*Exercise details*: After reading the data, copy it out in full and exactly.

[Opening Material shown section]

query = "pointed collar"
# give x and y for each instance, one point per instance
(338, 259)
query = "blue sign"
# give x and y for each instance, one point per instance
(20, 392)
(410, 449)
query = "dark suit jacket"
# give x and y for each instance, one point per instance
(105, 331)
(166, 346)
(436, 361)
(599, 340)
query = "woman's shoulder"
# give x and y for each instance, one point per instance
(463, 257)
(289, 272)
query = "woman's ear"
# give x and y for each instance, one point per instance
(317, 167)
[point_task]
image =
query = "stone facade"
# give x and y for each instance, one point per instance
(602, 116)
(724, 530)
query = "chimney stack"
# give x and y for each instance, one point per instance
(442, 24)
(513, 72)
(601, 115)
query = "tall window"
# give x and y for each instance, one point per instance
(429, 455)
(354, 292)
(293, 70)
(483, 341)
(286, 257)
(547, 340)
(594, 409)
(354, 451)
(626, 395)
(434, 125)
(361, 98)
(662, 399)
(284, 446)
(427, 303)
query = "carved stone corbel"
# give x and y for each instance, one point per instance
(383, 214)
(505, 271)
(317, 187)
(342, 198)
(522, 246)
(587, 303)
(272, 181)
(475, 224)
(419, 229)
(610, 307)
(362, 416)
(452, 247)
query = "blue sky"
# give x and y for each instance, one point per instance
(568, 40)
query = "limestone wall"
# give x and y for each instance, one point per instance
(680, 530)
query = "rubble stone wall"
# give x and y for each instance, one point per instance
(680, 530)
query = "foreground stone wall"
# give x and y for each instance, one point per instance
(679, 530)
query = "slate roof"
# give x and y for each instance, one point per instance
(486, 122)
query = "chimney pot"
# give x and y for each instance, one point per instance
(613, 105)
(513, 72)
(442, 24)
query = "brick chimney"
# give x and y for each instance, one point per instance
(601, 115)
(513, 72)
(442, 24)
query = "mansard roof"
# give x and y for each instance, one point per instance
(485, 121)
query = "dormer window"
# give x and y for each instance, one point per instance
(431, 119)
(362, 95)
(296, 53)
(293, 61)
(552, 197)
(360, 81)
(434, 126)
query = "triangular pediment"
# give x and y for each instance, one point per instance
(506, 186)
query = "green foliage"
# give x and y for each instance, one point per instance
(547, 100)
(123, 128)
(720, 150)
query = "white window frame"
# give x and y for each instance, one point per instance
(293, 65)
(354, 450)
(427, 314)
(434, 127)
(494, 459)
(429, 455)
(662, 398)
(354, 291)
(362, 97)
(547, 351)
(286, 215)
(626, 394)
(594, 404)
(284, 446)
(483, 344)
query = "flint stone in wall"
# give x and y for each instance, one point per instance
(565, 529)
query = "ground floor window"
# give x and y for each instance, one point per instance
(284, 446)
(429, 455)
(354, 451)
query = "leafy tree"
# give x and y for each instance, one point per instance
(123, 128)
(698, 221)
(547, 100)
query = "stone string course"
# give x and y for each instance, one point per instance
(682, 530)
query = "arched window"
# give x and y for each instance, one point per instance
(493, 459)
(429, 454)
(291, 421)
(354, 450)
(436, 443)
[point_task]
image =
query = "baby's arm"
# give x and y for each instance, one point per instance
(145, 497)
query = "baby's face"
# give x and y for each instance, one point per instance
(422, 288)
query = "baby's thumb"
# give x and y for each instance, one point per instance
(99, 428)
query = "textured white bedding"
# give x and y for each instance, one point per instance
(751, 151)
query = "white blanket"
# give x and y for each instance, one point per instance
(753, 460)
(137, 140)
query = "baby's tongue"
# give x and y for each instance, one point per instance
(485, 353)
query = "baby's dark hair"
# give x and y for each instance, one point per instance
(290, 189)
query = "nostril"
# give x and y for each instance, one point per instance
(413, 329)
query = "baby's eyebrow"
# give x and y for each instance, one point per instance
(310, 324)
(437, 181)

[Closing Material shown section]

*Exercise response*:
query = "pointed collar"
# give x and y for each instance, one point per instance
(338, 259)
query = "blue sign"
# give x and y for each instance, one point per instance
(20, 392)
(410, 449)
query = "dark suit jacket"
# give x and y for each instance, one point per instance
(105, 331)
(166, 346)
(436, 361)
(599, 340)
query = "woman's shoulder"
# give x and y for each instance, one point per instance
(463, 257)
(289, 272)
query = "woman's ear"
# give x and y for each instance, one point per instance
(317, 167)
[point_task]
image =
query = "stone facade"
# give x and y for each instance, one point per instance
(602, 116)
(724, 530)
query = "chimney stack"
# give x and y for each instance, one point per instance
(442, 24)
(513, 72)
(601, 115)
query = "tall window"
# give x and y for each instance, one point per instance
(429, 455)
(354, 292)
(293, 70)
(483, 341)
(286, 257)
(547, 340)
(594, 409)
(354, 451)
(626, 395)
(434, 125)
(361, 98)
(662, 399)
(284, 446)
(427, 303)
query = "carved stone corbel"
# give x and y for each instance, one point per instance
(383, 214)
(505, 271)
(317, 187)
(342, 198)
(522, 246)
(587, 303)
(272, 181)
(475, 224)
(419, 229)
(610, 307)
(362, 416)
(452, 247)
query = "blue sky"
# give x and y for each instance, one point per instance
(568, 40)
query = "limestone wall"
# give x and y for each instance, one point per instance
(680, 530)
query = "rubble stone wall"
# give x and y for each instance, one point per instance
(680, 530)
query = "foreground stone wall"
# give x and y for each instance, one point per instance
(679, 530)
query = "slate roof"
# give x and y for each instance, one point per instance
(486, 122)
query = "chimney pot"
# give x and y for each instance, one point per instance
(613, 105)
(513, 72)
(442, 24)
query = "brick chimney"
# give x and y for each instance, one point per instance
(601, 115)
(513, 72)
(442, 24)
query = "mansard roof"
# give x and y for each instance, one point per instance
(485, 121)
query = "dormer window"
# give x and y for each instance, one point per instance
(431, 119)
(362, 95)
(296, 53)
(293, 61)
(552, 197)
(360, 81)
(434, 126)
query = "triangular pediment"
# give x and y for each instance, one point per instance
(506, 186)
query = "green foliage"
# give x and y for each instance, one point per instance
(547, 100)
(123, 128)
(720, 150)
query = "white window frame"
# give x and y for each instance, one point per instance
(293, 65)
(354, 450)
(427, 314)
(434, 127)
(494, 459)
(429, 455)
(662, 398)
(354, 291)
(362, 97)
(547, 351)
(286, 215)
(626, 394)
(594, 404)
(284, 446)
(483, 344)
query = "flint stone in wall"
# give x and y for each instance, one point per instance
(565, 529)
query = "ground floor window"
# give x and y for each instance, one point per instance
(284, 446)
(429, 455)
(354, 451)
query = "leafy tree"
# give x and y for each instance, one point per instance
(123, 128)
(698, 221)
(547, 100)
query = "stone string course"
# give x and y for each instance, one point per instance
(682, 530)
query = "arched window"
# give x and y for each instance, one point per instance
(493, 459)
(429, 454)
(291, 421)
(354, 450)
(436, 443)
[point_task]
image =
query = "baby's arm"
# give x and y for each instance, one point per instance
(145, 497)
query = "baby's face"
# give x and y for each instance, one point per instance
(422, 288)
query = "baby's thumb"
# give x and y for each instance, one point per instance
(99, 428)
query = "textured white bedding"
# give x and y for each instance, one point per instance
(751, 151)
query = "white blanket"
# give x and y for each instance, one point per instance
(753, 460)
(137, 140)
query = "baby's tongue"
# give x and y for each instance, one point per instance
(485, 353)
query = "baby's dark hair"
# give x and y for each instance, one point per instance
(290, 189)
query = "nostril"
# give x and y for each instance, one point per instance
(413, 329)
query = "baby's eyebrow"
# give x and y for each instance, one point per instance
(310, 324)
(437, 181)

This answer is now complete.